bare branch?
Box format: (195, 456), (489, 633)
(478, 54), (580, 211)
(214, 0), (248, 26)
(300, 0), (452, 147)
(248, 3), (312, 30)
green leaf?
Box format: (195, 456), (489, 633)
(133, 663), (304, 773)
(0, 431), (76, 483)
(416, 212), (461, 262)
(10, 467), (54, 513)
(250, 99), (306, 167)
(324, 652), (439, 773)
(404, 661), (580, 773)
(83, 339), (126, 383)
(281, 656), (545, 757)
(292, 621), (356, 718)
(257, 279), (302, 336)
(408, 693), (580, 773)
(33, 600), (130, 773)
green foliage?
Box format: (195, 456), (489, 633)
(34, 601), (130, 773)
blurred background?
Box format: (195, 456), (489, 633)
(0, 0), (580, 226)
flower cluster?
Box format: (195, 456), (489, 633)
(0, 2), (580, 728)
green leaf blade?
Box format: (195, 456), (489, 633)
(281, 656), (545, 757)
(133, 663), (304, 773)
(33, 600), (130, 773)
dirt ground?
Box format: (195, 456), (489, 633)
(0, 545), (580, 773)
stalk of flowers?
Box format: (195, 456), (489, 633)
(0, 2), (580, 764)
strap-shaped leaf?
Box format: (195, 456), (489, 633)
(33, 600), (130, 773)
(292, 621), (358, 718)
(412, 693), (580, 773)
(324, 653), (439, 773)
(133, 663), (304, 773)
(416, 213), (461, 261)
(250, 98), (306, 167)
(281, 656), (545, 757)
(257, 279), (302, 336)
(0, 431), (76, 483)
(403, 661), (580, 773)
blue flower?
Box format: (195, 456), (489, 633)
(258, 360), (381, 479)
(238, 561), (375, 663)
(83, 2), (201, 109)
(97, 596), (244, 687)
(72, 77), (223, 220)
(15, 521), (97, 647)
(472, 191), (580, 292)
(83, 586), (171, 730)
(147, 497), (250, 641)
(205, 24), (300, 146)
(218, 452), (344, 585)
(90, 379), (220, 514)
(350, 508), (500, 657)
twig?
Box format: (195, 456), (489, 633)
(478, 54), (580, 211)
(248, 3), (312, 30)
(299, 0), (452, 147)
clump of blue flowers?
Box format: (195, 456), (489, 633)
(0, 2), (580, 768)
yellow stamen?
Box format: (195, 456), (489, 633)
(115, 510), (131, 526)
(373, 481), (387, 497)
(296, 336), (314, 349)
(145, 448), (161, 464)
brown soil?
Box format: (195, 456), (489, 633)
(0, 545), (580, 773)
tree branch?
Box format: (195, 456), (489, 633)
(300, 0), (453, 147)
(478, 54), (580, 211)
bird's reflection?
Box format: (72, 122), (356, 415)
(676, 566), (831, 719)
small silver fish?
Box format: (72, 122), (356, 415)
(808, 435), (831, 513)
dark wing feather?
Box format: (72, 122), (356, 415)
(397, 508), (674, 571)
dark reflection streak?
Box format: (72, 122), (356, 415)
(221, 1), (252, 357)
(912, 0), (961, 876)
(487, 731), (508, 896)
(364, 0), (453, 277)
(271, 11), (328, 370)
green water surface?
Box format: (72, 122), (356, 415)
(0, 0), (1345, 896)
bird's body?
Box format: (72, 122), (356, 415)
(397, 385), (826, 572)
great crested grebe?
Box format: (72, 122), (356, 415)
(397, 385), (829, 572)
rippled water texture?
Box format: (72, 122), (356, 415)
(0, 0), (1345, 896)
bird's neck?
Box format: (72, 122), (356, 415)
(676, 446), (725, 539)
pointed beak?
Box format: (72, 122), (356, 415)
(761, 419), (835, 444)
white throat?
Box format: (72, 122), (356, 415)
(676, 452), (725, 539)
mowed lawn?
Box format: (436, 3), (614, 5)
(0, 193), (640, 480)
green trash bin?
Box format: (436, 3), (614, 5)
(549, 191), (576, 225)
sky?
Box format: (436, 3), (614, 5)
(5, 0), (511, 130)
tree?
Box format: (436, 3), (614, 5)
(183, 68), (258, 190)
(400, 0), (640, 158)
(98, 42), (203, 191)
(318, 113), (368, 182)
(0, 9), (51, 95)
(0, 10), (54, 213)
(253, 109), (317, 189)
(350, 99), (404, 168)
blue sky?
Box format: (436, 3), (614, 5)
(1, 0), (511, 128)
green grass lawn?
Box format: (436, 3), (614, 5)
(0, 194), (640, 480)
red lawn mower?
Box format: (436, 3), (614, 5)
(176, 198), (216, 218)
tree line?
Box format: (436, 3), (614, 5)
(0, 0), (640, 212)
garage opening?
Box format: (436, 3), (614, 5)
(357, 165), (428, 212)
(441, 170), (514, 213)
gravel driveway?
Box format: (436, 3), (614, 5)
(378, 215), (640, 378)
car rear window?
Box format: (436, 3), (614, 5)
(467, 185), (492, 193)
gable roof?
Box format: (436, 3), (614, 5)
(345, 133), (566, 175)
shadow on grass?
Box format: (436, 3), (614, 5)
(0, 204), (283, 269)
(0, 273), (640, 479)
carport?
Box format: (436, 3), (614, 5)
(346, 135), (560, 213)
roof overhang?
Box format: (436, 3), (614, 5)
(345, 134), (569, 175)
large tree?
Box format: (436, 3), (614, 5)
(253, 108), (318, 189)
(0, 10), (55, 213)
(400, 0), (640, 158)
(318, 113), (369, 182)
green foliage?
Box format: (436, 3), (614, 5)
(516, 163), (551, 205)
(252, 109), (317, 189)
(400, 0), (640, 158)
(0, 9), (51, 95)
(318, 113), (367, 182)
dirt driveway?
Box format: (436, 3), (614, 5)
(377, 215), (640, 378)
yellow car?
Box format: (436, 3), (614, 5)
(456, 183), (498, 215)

**O que produzir**
Apresente todo o material acima como uma lista JSON de strings, com uma string para cada linha e sem as linhas em branco.

**Resposta do exercício**
[
  "bare branch?",
  "Box format: (195, 456), (489, 633)",
  "(478, 54), (580, 211)",
  "(214, 0), (248, 26)",
  "(300, 0), (452, 147)",
  "(248, 3), (312, 30)",
  "green leaf?",
  "Box format: (195, 456), (489, 633)",
  "(133, 663), (304, 773)",
  "(0, 431), (76, 483)",
  "(416, 212), (461, 262)",
  "(10, 467), (54, 513)",
  "(250, 99), (306, 167)",
  "(324, 652), (439, 773)",
  "(404, 661), (580, 773)",
  "(83, 339), (126, 383)",
  "(281, 656), (545, 757)",
  "(292, 621), (356, 718)",
  "(257, 279), (302, 336)",
  "(408, 693), (580, 773)",
  "(33, 600), (130, 773)",
  "green foliage?",
  "Box format: (195, 456), (489, 633)",
  "(34, 601), (130, 773)",
  "blurred background?",
  "Box format: (195, 456), (489, 633)",
  "(0, 0), (580, 226)",
  "flower cluster?",
  "Box format: (195, 456), (489, 633)",
  "(0, 2), (580, 728)",
  "green leaf blade?",
  "Box format: (195, 456), (489, 633)",
  "(281, 656), (545, 757)",
  "(133, 663), (304, 773)",
  "(33, 600), (130, 773)",
  "dirt ground?",
  "Box format: (195, 456), (489, 633)",
  "(0, 545), (580, 773)",
  "stalk of flowers?",
  "Box format: (195, 456), (489, 633)",
  "(0, 2), (580, 764)",
  "strap-shaped leaf?",
  "Box format: (195, 456), (489, 633)",
  "(33, 600), (130, 773)",
  "(292, 621), (358, 718)",
  "(412, 693), (580, 773)",
  "(324, 653), (439, 773)",
  "(133, 663), (304, 773)",
  "(416, 213), (461, 261)",
  "(250, 98), (306, 167)",
  "(281, 656), (545, 757)",
  "(257, 279), (302, 336)",
  "(0, 431), (76, 483)",
  "(403, 661), (580, 773)",
  "blue flower?",
  "Box format: (195, 456), (489, 633)",
  "(258, 360), (381, 479)",
  "(238, 561), (375, 663)",
  "(83, 2), (201, 109)",
  "(97, 596), (244, 687)",
  "(72, 77), (223, 220)",
  "(15, 521), (97, 647)",
  "(472, 191), (580, 292)",
  "(83, 586), (171, 730)",
  "(147, 497), (250, 641)",
  "(205, 24), (300, 146)",
  "(218, 452), (344, 585)",
  "(90, 379), (220, 514)",
  "(350, 508), (500, 657)",
  "twig?",
  "Box format: (195, 456), (489, 633)",
  "(478, 54), (580, 211)",
  "(248, 3), (312, 30)",
  "(299, 0), (452, 147)",
  "clump of blue flowers?",
  "Box format: (195, 456), (489, 633)",
  "(0, 2), (580, 768)",
  "yellow stamen?",
  "Box format: (195, 456), (489, 633)",
  "(115, 510), (131, 526)",
  "(373, 481), (387, 497)",
  "(296, 336), (314, 349)",
  "(145, 448), (161, 464)",
  "brown soil?",
  "Box format: (195, 456), (489, 633)",
  "(0, 545), (580, 773)",
  "tree branch?",
  "Box format: (195, 456), (489, 633)",
  "(300, 0), (453, 147)",
  "(478, 54), (580, 211)",
  "bird's reflection?",
  "Box format: (72, 122), (356, 415)",
  "(676, 566), (831, 719)",
  "small silver fish?",
  "Box format: (72, 122), (356, 415)",
  "(808, 435), (831, 513)",
  "dark wing feather?",
  "Box format: (72, 122), (356, 415)",
  "(397, 508), (674, 571)",
  "dark reflection streak?",
  "Box format: (72, 122), (356, 415)",
  "(221, 1), (252, 357)",
  "(912, 0), (961, 876)",
  "(487, 731), (508, 896)",
  "(364, 0), (453, 277)",
  "(271, 11), (328, 370)",
  "green water surface?",
  "Box format: (72, 122), (356, 415)",
  "(0, 0), (1345, 896)",
  "bird's body?",
  "Box format: (72, 122), (356, 415)",
  "(397, 385), (826, 572)",
  "great crested grebe?",
  "Box format: (72, 122), (356, 415)",
  "(397, 385), (829, 572)",
  "rippled water texture?",
  "Box format: (72, 122), (356, 415)",
  "(0, 0), (1345, 896)",
  "bird's neck?",
  "Box format: (72, 122), (356, 415)",
  "(676, 446), (725, 539)",
  "pointed beak?",
  "Box format: (72, 122), (356, 415)",
  "(761, 419), (835, 444)",
  "white throat?",
  "Box format: (72, 122), (356, 415)",
  "(676, 452), (725, 539)",
  "mowed lawn?",
  "Box format: (436, 3), (614, 5)",
  "(0, 193), (640, 480)",
  "green trash bin?",
  "Box format: (436, 3), (614, 5)",
  "(549, 191), (576, 225)",
  "sky?",
  "Box format: (436, 3), (614, 5)",
  "(5, 0), (511, 130)",
  "tree?",
  "Box format: (436, 3), (614, 5)",
  "(183, 68), (258, 190)",
  "(400, 0), (640, 158)",
  "(98, 42), (203, 191)",
  "(318, 113), (368, 182)",
  "(0, 9), (51, 95)",
  "(0, 10), (54, 213)",
  "(253, 109), (317, 189)",
  "(350, 99), (404, 168)",
  "blue sky?",
  "Box format: (436, 3), (614, 5)",
  "(1, 0), (511, 128)",
  "green grass lawn?",
  "Box format: (436, 3), (614, 5)",
  "(0, 194), (640, 480)",
  "red lawn mower?",
  "Box format: (436, 3), (614, 5)",
  "(176, 198), (216, 218)",
  "tree line?",
  "Box format: (436, 3), (614, 5)",
  "(0, 0), (640, 212)",
  "garage opening?",
  "Box format: (436, 3), (614, 5)",
  "(357, 165), (428, 212)",
  "(441, 170), (514, 213)",
  "gravel driveway?",
  "Box format: (436, 3), (614, 5)",
  "(378, 215), (640, 378)",
  "car rear window?",
  "Box format: (436, 3), (614, 5)",
  "(467, 185), (492, 193)",
  "gable roof?",
  "Box format: (436, 3), (614, 5)",
  "(345, 133), (566, 175)",
  "shadow on grass?",
  "Box format: (436, 3), (614, 5)",
  "(0, 204), (283, 269)",
  "(0, 273), (640, 479)",
  "carport?",
  "Box format: (436, 3), (614, 5)",
  "(346, 135), (560, 213)",
  "roof overhang?",
  "Box format: (436, 3), (614, 5)",
  "(345, 134), (569, 175)",
  "large tree?",
  "Box format: (436, 3), (614, 5)",
  "(253, 108), (318, 189)",
  "(0, 10), (55, 213)",
  "(400, 0), (640, 158)",
  "(318, 113), (369, 182)",
  "green foliage?",
  "Box format: (436, 3), (614, 5)",
  "(516, 163), (551, 205)",
  "(252, 109), (317, 189)",
  "(400, 0), (640, 158)",
  "(0, 9), (51, 95)",
  "(318, 113), (367, 182)",
  "dirt driveway?",
  "Box format: (436, 3), (614, 5)",
  "(377, 215), (640, 378)",
  "yellow car?",
  "Box format: (436, 3), (614, 5)",
  "(456, 183), (498, 215)"
]